Records to use:

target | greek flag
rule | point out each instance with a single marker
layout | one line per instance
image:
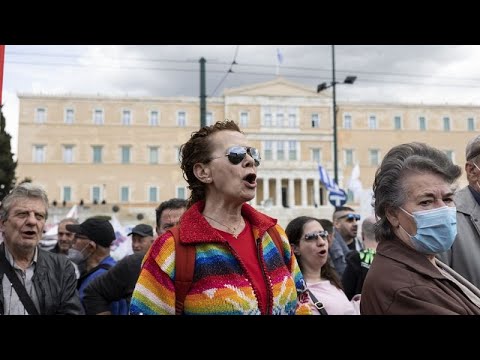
(327, 180)
(279, 56)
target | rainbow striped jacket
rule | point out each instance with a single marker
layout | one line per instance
(220, 284)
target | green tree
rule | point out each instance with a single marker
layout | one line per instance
(7, 165)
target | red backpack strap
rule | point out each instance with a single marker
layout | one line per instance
(184, 268)
(277, 240)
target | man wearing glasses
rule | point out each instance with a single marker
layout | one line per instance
(345, 221)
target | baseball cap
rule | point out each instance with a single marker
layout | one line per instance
(142, 230)
(98, 230)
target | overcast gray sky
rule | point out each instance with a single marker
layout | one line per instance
(385, 73)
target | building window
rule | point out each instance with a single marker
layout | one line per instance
(39, 153)
(177, 154)
(126, 117)
(181, 192)
(209, 119)
(68, 154)
(97, 154)
(153, 154)
(67, 193)
(349, 157)
(471, 124)
(292, 120)
(153, 194)
(397, 122)
(125, 154)
(280, 151)
(124, 194)
(422, 123)
(446, 123)
(268, 150)
(268, 120)
(96, 194)
(153, 119)
(98, 117)
(280, 118)
(244, 119)
(315, 121)
(181, 119)
(41, 116)
(374, 157)
(347, 121)
(292, 150)
(69, 116)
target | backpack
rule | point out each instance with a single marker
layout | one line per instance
(185, 265)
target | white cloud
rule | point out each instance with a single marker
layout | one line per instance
(408, 73)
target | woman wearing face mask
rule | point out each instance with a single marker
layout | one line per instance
(413, 192)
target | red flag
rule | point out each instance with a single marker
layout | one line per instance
(2, 61)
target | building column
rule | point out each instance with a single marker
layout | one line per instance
(278, 192)
(291, 193)
(266, 188)
(316, 192)
(304, 192)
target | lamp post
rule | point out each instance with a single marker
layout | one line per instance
(348, 80)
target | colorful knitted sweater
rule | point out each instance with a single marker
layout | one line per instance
(220, 284)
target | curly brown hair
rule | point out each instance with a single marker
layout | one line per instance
(198, 150)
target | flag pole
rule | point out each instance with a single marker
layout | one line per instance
(2, 61)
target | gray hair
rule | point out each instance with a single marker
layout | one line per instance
(401, 161)
(472, 150)
(25, 190)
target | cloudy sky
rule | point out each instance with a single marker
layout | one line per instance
(385, 73)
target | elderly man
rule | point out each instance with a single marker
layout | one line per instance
(465, 251)
(34, 281)
(119, 282)
(142, 238)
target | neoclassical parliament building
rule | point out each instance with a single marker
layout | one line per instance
(124, 151)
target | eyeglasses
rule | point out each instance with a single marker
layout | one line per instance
(236, 154)
(350, 217)
(316, 234)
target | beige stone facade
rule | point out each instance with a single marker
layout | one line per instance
(125, 150)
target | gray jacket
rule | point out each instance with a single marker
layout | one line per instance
(464, 255)
(55, 284)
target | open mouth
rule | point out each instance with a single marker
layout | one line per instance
(250, 178)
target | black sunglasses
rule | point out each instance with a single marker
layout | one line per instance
(351, 217)
(316, 234)
(236, 154)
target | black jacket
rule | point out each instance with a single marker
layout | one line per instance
(116, 284)
(55, 284)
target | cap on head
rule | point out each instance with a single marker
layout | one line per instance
(142, 230)
(98, 230)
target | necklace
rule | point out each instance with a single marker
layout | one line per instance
(233, 230)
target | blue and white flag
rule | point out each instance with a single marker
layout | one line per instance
(279, 56)
(327, 180)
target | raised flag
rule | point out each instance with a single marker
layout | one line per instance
(2, 61)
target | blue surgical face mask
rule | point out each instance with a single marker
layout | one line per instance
(436, 229)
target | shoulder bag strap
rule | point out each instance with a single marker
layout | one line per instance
(18, 286)
(184, 269)
(318, 304)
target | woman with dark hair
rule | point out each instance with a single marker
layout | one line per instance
(310, 246)
(238, 268)
(413, 192)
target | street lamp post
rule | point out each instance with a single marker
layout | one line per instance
(348, 80)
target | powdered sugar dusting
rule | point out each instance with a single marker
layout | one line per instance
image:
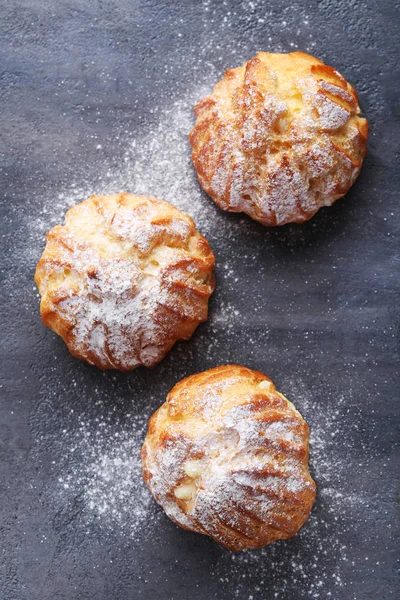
(245, 438)
(115, 273)
(253, 138)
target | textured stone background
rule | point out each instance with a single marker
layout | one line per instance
(315, 307)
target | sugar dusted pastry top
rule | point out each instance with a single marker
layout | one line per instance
(124, 279)
(279, 138)
(227, 456)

Written problem: Set down all the data again exactly as above, pictures excluded.

Solution below:
target | greek flag
rule | point out each instance with a single marker
layout | one line per instance
image:
(327, 180)
(279, 56)
target | rainbow striped jacket
rule | point out each instance with a single marker
layout | one line per instance
(220, 284)
target | green tree
rule | point out each instance with a single marker
layout | one line per instance
(7, 165)
target | red backpack strap
rule | point out each instance with a single marker
layout | one line per instance
(184, 268)
(277, 240)
target | man wearing glasses
rule | point out each instance with a single marker
layout | one line per instance
(345, 221)
target | baseball cap
rule | point out each instance with a single marker
layout | one line per instance
(142, 230)
(98, 230)
target | overcast gray sky
rule | point out each instance with a single marker
layout | one line per instance
(385, 73)
target | building window
rule | point out each instance with a single marker
layout | one line per instance
(39, 153)
(177, 154)
(126, 117)
(181, 192)
(209, 119)
(68, 154)
(97, 154)
(153, 154)
(67, 193)
(349, 157)
(471, 124)
(292, 120)
(153, 194)
(397, 122)
(125, 154)
(280, 151)
(124, 194)
(422, 123)
(446, 123)
(268, 150)
(268, 120)
(96, 194)
(153, 119)
(98, 117)
(280, 118)
(244, 119)
(315, 121)
(181, 119)
(41, 116)
(374, 157)
(347, 121)
(292, 150)
(69, 116)
target | backpack
rule | point out each instance with a single marker
layout | one line per instance
(185, 265)
target | white cloud
rule | point out each instance with a single marker
layout | one line per instance
(408, 73)
target | woman wearing face mask
rule | point out each instance with a single marker
layout | one line per instance
(413, 192)
target | red flag
rule | point out each instance with a single marker
layout | one line per instance
(2, 61)
target | building column
rule | point out each instance with a single marker
layout | one line per instance
(278, 192)
(291, 193)
(266, 188)
(316, 192)
(304, 192)
target | lamp post
rule | point out each instance with a single marker
layout | one line per instance
(348, 80)
target | colorful knitted sweater
rule | point out each instance with a single marker
layout | one line per instance
(220, 284)
target | curly brown hair
rule | point out each instance with a single marker
layout | one line per instance
(198, 150)
target | flag pole
rule | point out each instance with a single marker
layout | one line per instance
(2, 61)
target | gray hair
rule | point out each instance with a single marker
layout | one line per instance
(401, 161)
(472, 150)
(25, 190)
target | cloudy sky
rule | point out each instance with a single marker
layout | one line per instance
(385, 73)
target | elderly man
rule | point out each instance with a single marker
layout | one line per instance
(465, 251)
(34, 281)
(119, 282)
(142, 238)
target | neoclassical parliament building
rule | point out each instance with a single marker
layout | one line per instance
(124, 151)
target | eyeglasses
rule | point out each instance with a single marker
layout | one line per instance
(236, 154)
(350, 217)
(316, 234)
target | beige stone facade
rule | point out each instance with a single marker
layout | one line per instance
(125, 150)
target | gray jacket
rule | point out each instance with a single marker
layout | one line per instance
(464, 255)
(55, 284)
target | open mouth
rule | point out each instance with a single marker
layout | one line per instance
(250, 178)
target | black sunglasses
rule | point out each instance with a single marker
layout | one line per instance
(351, 217)
(316, 234)
(236, 154)
target | black jacket
rule | point out each instance with a single marker
layout | one line per instance
(116, 284)
(55, 284)
target | cap on head
rule | point out each instance with a single marker
layout | one line per instance
(142, 230)
(98, 230)
target | necklace
rule | point out each instance with a single marker
layout | one line per instance
(233, 230)
target | blue and white flag
rule | point out each instance with a single marker
layout | one line per instance
(279, 56)
(327, 180)
target | raised flag
rule | point out each instance with a single marker
layout | one line per instance
(2, 61)
target | blue surgical face mask
rule | point out each instance with a single marker
layout | one line per instance
(436, 229)
target | shoulder bag strap
rule | point out each instance with a single marker
layout | one line per instance
(18, 286)
(184, 269)
(318, 304)
target | woman with dark hair
rule | point out each instance with a single marker
layout | one line per instance
(310, 246)
(238, 268)
(413, 192)
target | street lamp post
rule | point out each instance with a single marker
layout | one line per instance
(348, 80)
target | powdered sugar dusting
rule | point out each instance with a single marker
layout | one line per instance
image:
(245, 438)
(115, 273)
(253, 138)
target | textured stone background
rule | point out each instance with a single marker
layout | one line per instance
(315, 307)
target | sugar dusted pastry top
rule | point out each instance with a single marker
layout | one line per instance
(124, 279)
(279, 138)
(227, 456)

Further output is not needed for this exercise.